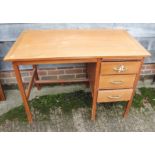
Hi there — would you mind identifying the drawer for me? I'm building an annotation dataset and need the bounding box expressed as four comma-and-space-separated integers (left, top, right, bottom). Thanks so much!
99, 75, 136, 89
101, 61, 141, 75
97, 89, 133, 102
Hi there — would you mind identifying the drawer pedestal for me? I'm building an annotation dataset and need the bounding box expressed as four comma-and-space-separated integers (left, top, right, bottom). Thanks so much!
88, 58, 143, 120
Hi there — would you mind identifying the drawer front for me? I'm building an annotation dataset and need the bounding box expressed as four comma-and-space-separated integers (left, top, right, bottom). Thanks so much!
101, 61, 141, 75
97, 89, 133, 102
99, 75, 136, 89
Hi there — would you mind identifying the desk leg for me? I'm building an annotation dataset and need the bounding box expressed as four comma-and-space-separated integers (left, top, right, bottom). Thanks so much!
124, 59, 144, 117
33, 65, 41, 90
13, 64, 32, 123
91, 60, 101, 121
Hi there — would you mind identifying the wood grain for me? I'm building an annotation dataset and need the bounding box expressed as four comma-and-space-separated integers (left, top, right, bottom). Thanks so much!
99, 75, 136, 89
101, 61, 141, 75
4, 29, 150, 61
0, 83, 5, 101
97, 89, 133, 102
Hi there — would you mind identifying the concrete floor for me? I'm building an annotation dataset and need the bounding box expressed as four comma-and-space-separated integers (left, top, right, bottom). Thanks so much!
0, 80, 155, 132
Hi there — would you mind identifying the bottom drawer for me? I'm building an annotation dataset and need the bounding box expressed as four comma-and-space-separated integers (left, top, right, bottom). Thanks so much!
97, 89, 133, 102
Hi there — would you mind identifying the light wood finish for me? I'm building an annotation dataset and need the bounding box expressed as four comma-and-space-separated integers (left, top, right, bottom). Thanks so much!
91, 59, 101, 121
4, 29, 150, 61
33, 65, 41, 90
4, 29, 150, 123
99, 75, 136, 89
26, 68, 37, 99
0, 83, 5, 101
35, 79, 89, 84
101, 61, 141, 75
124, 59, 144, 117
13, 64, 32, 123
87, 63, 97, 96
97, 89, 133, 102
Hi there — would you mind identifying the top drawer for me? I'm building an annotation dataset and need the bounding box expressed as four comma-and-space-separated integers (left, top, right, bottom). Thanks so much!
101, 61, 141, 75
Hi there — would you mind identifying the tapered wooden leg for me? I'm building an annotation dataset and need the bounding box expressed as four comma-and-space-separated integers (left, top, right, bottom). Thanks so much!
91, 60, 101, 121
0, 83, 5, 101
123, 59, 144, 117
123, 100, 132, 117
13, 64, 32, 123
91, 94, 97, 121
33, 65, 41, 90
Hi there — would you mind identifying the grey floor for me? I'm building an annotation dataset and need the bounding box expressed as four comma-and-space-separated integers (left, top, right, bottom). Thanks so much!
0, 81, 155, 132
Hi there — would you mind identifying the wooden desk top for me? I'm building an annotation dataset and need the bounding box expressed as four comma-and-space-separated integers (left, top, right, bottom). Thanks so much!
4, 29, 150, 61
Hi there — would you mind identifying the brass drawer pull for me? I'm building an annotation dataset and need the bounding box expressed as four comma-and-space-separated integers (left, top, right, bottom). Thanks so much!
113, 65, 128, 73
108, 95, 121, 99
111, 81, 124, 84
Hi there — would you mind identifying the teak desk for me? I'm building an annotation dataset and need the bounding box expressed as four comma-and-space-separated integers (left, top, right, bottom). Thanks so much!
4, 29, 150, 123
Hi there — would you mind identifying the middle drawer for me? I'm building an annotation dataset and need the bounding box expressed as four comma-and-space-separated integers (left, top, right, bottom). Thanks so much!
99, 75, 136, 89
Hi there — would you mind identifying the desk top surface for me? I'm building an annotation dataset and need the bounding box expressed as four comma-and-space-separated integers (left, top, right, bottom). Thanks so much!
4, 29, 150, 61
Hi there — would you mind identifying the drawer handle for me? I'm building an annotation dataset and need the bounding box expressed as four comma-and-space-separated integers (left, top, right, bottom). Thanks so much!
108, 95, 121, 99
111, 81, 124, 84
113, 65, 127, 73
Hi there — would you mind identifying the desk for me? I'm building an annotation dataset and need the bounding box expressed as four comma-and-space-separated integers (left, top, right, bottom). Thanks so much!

# # # # #

• Aim of the task: Print each record exactly as it stands, leaving the images out.

• Output for this task:
Hi there — would you mind identifying the drawer for me? I'm building an annotation dataset and need the bounding box expressed as four comma-and-space-separated integers (left, top, right, bottom). Thanks so much!
99, 75, 136, 89
101, 61, 141, 75
97, 89, 133, 102
Hi there — would you mind identifying the drawer pedestal for me? I'm building an annotation dataset and need the bounding box expressed as four comma-and-space-separated integers (left, top, right, bottom). Thanks so much!
88, 58, 143, 120
Hi there — would you mind identifying the drawer front for me? I'm building an annotation dataset and need the bounding box expressed as four comma-and-space-separated integers (left, top, right, bottom). Thanks so much!
101, 61, 141, 75
97, 89, 133, 102
99, 75, 136, 89
Hi there — would you mind identifying the desk leg for me? I'm building an annotation dataset and need the bounding box expressed as four comma-and-space-separated integers (left, top, right, bottom). Thanks so much!
124, 59, 144, 117
33, 65, 41, 90
13, 64, 32, 123
91, 60, 101, 121
Hi there — would you mind identifying the wood grain for me? I'm building an annotation dataset and need the bounding box expressed as four comma-and-space-separated integers (left, top, right, bottom). Thanks so much!
99, 75, 136, 89
101, 61, 141, 75
4, 29, 150, 61
0, 83, 5, 101
97, 89, 133, 102
Hi there — would you mind identifying the concrete floor for me? I'm building an annotation dataset and need the bounding box expressed as four comma-and-space-separated integers (left, top, right, bottom). Thanks so much!
0, 80, 155, 132
Hi there — would you mind identifying the bottom drawer for me? I'm building an annotation dataset and need the bounding box expressed as four comma-and-space-separated integers (left, top, right, bottom). Thanks so much!
97, 89, 133, 102
Hi there — would you mind identifying the light wood finish for me? I'm building an annotation dataset and need the bounding box expressed as four comma-and-space-separated integers (left, top, right, bottom). Thanks so much!
91, 59, 101, 121
4, 29, 150, 61
33, 65, 41, 90
4, 29, 150, 123
99, 75, 136, 89
26, 68, 37, 99
0, 83, 5, 101
35, 79, 89, 84
101, 61, 141, 75
124, 59, 144, 117
13, 64, 32, 123
87, 63, 97, 96
97, 89, 133, 102
Hi there — would you mind identifying the top drawer for me? I'm building an annotation dataset and need the bounding box expressed as four comma-and-space-separated integers (left, top, right, bottom). Thanks so much!
101, 61, 141, 75
Hi there — would you mind identifying the tapered wooden leg for me? I'm building an annotation dataset and need the bounding box expressed as four comma-and-space-separated integers (left, top, right, bottom). Thanks so much!
91, 60, 101, 121
0, 83, 5, 101
123, 59, 144, 117
123, 100, 132, 117
13, 64, 32, 123
91, 94, 97, 121
33, 65, 41, 90
Hi there — would you mind identifying the grey floor for me? I'm building an annotation dataset and need the bounding box expressed as four comma-and-space-separated integers (left, top, right, bottom). Thanks so much!
0, 81, 155, 132
Hi there — would you mind identifying the wooden desk top for me? I'm building an annotation dataset and need the bounding box expressed as four comma-and-space-separated integers (left, top, right, bottom). Thanks so much!
4, 29, 150, 61
Hi there — would you mind identifying the brass drawer pull for me? I'm building an annotation dataset and need the bounding box expressed as four comma-and-space-separated integers (left, top, right, bottom). Thanks so much!
113, 65, 128, 73
108, 95, 121, 99
111, 81, 124, 84
Hi there — would you mind identifying the teak desk for me? I'm building an annotation dataset and need the bounding box expressed as four comma-and-space-separated integers (left, top, right, bottom). Thanks so much!
4, 29, 150, 123
Hi there — would you mind identifying the middle drawer for me? I'm building an annotation dataset and need the bounding box expressed as four comma-and-space-separated integers (left, top, right, bottom). Thanks so much!
99, 75, 136, 89
Hi there — would you mind identifying the desk top surface for me? I'm building an annotation dataset and need the bounding box expressed as four comma-and-space-separated integers (left, top, right, bottom). Thanks so much!
4, 29, 150, 61
Hi there — would you mind identifying the drawer handle for me? I'm building an annotation dataset and need the bounding box expressed as four comma-and-space-separated integers (left, top, right, bottom). Thanks so much!
108, 95, 121, 99
111, 81, 124, 84
113, 65, 127, 73
Hi there — would you mind identifying the desk for me? I'm building an annotation dataset and need the bounding box expressed as four comma-and-space-separated integers (left, top, right, bottom). Thanks so much!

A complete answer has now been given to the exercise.